**Exercise input:**

[Start of section]

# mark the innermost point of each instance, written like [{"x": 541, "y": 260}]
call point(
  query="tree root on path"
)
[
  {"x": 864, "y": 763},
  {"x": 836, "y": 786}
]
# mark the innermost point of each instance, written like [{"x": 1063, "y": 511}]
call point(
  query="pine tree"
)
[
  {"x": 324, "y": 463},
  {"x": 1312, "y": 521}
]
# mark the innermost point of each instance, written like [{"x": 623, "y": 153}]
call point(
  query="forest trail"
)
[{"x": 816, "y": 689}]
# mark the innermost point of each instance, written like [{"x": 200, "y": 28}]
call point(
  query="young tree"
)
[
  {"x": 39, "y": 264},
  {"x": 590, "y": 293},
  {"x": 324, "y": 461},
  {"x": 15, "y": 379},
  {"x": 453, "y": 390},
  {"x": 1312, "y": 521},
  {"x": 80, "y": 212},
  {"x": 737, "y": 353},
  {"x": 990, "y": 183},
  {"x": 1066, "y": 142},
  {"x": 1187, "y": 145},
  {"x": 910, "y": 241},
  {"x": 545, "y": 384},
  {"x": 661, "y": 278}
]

[End of section]

**Try it:** Look through the listing above and copy each line where the string "tree" occurs.

**Answer to this task:**
  query="tree root on path"
  query="pine tree"
  query="young tree"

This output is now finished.